Copy every one of the rows below word for word, in the same order.

§

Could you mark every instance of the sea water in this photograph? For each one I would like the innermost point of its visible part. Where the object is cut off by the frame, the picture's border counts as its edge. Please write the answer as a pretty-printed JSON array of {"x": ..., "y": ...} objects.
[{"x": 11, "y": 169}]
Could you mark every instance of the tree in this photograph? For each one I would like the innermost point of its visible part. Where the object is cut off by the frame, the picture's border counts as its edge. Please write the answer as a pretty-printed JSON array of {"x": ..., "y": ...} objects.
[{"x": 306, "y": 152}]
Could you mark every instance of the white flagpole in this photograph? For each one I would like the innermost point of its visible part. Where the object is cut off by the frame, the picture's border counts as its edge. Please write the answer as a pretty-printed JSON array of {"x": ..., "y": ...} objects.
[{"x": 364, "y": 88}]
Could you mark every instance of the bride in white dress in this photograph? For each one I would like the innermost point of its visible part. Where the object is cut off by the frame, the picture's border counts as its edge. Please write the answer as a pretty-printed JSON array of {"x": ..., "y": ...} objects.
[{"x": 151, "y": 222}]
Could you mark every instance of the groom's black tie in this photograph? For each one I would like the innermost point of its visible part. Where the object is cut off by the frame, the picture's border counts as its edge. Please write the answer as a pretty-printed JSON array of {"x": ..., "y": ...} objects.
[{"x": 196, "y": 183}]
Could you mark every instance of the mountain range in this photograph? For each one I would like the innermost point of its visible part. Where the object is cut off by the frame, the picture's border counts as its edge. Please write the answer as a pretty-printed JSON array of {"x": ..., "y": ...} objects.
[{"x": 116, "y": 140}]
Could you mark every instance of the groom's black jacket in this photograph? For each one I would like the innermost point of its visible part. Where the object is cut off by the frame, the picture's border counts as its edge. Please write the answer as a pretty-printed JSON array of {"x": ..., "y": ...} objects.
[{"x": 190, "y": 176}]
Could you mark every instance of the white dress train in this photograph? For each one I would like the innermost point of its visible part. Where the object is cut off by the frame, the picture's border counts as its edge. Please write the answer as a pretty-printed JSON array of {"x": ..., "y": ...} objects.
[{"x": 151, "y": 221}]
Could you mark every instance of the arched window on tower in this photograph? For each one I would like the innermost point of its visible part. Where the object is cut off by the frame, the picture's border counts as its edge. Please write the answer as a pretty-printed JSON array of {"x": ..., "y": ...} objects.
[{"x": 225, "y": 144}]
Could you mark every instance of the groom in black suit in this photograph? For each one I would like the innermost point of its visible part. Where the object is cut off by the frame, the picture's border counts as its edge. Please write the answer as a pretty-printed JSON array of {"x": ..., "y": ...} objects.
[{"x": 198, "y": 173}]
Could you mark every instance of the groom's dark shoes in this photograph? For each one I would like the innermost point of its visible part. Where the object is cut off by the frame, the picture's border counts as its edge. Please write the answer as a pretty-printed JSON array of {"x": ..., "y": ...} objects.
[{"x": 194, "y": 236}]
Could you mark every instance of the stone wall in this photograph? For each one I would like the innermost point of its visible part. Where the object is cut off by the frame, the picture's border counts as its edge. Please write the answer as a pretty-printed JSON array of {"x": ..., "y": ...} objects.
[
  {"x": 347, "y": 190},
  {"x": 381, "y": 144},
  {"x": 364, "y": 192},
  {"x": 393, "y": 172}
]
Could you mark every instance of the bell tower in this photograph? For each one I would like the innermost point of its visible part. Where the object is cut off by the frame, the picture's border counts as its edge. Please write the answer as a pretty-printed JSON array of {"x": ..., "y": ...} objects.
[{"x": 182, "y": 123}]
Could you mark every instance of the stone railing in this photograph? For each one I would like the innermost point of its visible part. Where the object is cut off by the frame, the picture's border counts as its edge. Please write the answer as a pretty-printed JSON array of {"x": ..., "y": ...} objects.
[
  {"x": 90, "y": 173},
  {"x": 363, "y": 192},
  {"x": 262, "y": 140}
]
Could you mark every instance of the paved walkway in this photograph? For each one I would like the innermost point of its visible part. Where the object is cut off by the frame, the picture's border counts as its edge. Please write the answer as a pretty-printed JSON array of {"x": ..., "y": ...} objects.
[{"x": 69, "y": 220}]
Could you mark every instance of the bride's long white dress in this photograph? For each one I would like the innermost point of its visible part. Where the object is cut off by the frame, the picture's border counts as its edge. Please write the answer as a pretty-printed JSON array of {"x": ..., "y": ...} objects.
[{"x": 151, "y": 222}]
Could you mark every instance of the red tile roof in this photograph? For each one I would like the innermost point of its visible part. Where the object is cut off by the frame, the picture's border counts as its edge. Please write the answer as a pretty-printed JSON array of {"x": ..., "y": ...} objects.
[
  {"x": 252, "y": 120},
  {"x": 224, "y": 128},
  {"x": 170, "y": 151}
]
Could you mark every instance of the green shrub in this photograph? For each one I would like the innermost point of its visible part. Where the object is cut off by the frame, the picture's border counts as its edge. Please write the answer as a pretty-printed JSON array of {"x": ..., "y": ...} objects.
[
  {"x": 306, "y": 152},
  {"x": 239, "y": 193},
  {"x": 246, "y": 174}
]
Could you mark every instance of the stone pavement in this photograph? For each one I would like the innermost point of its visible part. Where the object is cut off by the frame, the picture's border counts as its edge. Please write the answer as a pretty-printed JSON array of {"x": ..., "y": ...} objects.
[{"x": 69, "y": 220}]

§

Full response »
Could you mark every instance of the sea water in this photograph? For each one I would like the innermost point of its visible part. Where the object is cut off by the frame, the picture's border counts as its edge. Please write the answer as a pretty-printed JSON array of {"x": ..., "y": ...} objects.
[{"x": 11, "y": 169}]
Could you mark every instance of the tree in this photograph? For each one I would like the innermost point of its visible part. Where the object is cut off by the frame, the picture's border counts as its edge. Please write the answer as a pretty-printed JSON array of {"x": ..., "y": ...} objects.
[{"x": 306, "y": 152}]
Could you mark every instance of the white flagpole in this photograph? For each one I would like the innermost point of its visible part. Where the object is cut off by the frame, the picture's border counts as its edge. Please write the answer as a pretty-printed JSON array of {"x": ..., "y": ...} objects.
[{"x": 364, "y": 88}]
Could you mark every instance of the bride in white dress in this photograph? For each one I would like the innermost point of its visible part. Where the object is cut off by the frame, the picture's border counts as its edge. Please write the answer as a pretty-printed JSON array of {"x": ..., "y": ...} objects.
[{"x": 151, "y": 222}]
Could you mark every instance of the groom's black tie in this photograph? For each one I would like the innermost point of its visible part. Where the object is cut off by the frame, the picture's border counts as its edge. Please write the answer as a pretty-printed JSON array of {"x": ..., "y": ...} objects.
[{"x": 196, "y": 183}]
Could you mark every instance of the mountain range in this photograph? For each one I would like the innermost point of its visible part. Where the object is cut off by the frame, the picture's border counts as its edge. Please write the answer as a pretty-printed JSON array of {"x": ..., "y": ...} objects.
[{"x": 116, "y": 140}]
Could you mark every instance of the groom's black jacket in this photograph? For each one I would like the innermost point of its visible part. Where the object is cut off by the frame, the picture's border counts as its edge. Please write the answer as a pretty-printed JSON array of {"x": ..., "y": ...} objects.
[{"x": 190, "y": 176}]
Could you mark every instance of the white dress train in this photograph? For each one I would like the innermost point of its visible part. Where the object is cut off by the frame, the picture's border counts as its edge. Please write the answer as a pretty-printed JSON array of {"x": ..., "y": ...} objects.
[{"x": 151, "y": 221}]
Could you mark every instance of the arched window on tower in this photograph? For each one I would like the innermost point of its visible part. Where the object is cut off by the frame, the picture's border counts as its edge. Please write the answer as a pretty-printed JSON array of {"x": ..., "y": ...} objects.
[{"x": 225, "y": 144}]
Could you mark every instance of the groom in black suit in this photograph? For each one I would like the innermost point of its visible part. Where the object is cut off by the frame, the picture's border counts as its edge. Please write the answer as a pretty-printed JSON array of {"x": ..., "y": ...} objects.
[{"x": 198, "y": 173}]
Could you mark every instance of the groom's dark shoes in this photograph? For each one I would like the innermost point of its visible part. Where the object is cut off by the frame, the picture's border counts as its edge. Please write the answer as a pretty-printed JSON array of {"x": ..., "y": ...} objects.
[{"x": 194, "y": 236}]
Could you mark every instance of the stone wall in this photograph? For each one I would like the innermost point of its visible part. Where the object is cut off by the frame, the picture's border counts as its edge. Please write the answer as a pretty-printed JSON array of {"x": ..., "y": ...} objects.
[
  {"x": 347, "y": 190},
  {"x": 381, "y": 144},
  {"x": 364, "y": 192},
  {"x": 393, "y": 172}
]
Could you mark every instance of the bell tower in this photograph? For each one I would like the innermost point of its visible part. Where the object is cut off by the frame, the picture's border counts as its edge. Please write the answer as a pretty-printed JSON array of {"x": ..., "y": ...} objects.
[{"x": 182, "y": 123}]
Could you mark every instance of the stone railing in this photograph? For each one I would like the innermost point of its visible part. Where the object is cut off by the frame, the picture's border counts as its edge. Please write the answer as a pretty-printed JSON array of {"x": ..., "y": ...} objects.
[
  {"x": 90, "y": 173},
  {"x": 363, "y": 192},
  {"x": 262, "y": 140}
]
Could you mark every instance of the paved walkway in this photograph? For each one I would like the innermost point of its visible part. Where the object is cut off by the frame, the picture's border counts as its edge. Please write the answer as a pretty-printed JSON array of {"x": ..., "y": ...} objects.
[{"x": 69, "y": 220}]
Could you mark every instance of the bride's long white dress in this photograph? For each one I would like the innermost point of its visible part. Where the object is cut off by the frame, the picture's border counts as its edge. Please write the answer as a pretty-printed JSON array of {"x": ..., "y": ...} objects.
[{"x": 151, "y": 222}]
Could you mark every instance of the red tile roof in this photograph? For each one I would like the innermost point of its visible part. Where the object is cut off by the frame, the picture's border counts as its edge. Please write the answer as a pretty-printed JSON array of {"x": ..., "y": ...} objects.
[
  {"x": 252, "y": 120},
  {"x": 224, "y": 128},
  {"x": 170, "y": 151}
]
Could you mark every instance of the green shrub in this photograph? For each one I would like the innermost point of its visible part. Where the object is cut off by the frame, the picture's border counts as its edge. Please write the answer as a pretty-printed JSON array of {"x": ..., "y": ...} objects.
[
  {"x": 306, "y": 152},
  {"x": 239, "y": 193},
  {"x": 246, "y": 174}
]
Could you mark every instance of the stone pavement in this photograph? For each one I would like the innermost point of its visible part. Where the object is cut off by the frame, the picture's border counts as its edge. Please write the answer as a pretty-printed JSON array of {"x": ..., "y": ...} objects.
[{"x": 69, "y": 220}]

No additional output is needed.